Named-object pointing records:
=-=-=-=-=

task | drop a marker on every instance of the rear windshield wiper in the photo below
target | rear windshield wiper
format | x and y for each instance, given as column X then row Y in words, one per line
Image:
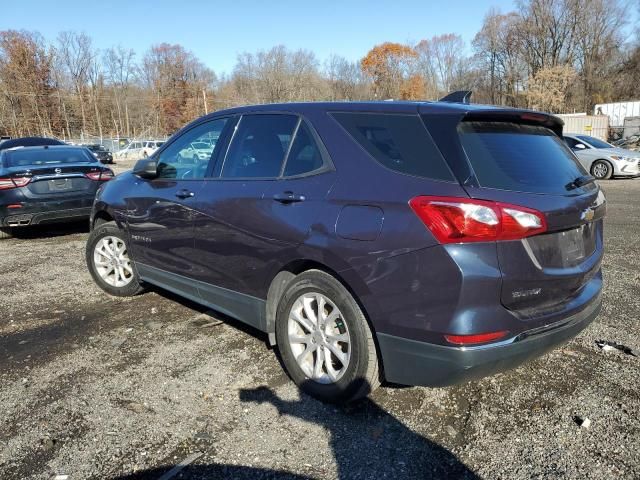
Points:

=-=-=-=-=

__Problem to solve__
All records must be output exactly as they are, except for the pictures, which are left out.

__The answer__
task | drop a marker on every instance of the rear windshield wiper in the photo below
target | rear windshield wiper
format | x and y for each instance, given as column X then row Y in words, one per line
Image:
Points:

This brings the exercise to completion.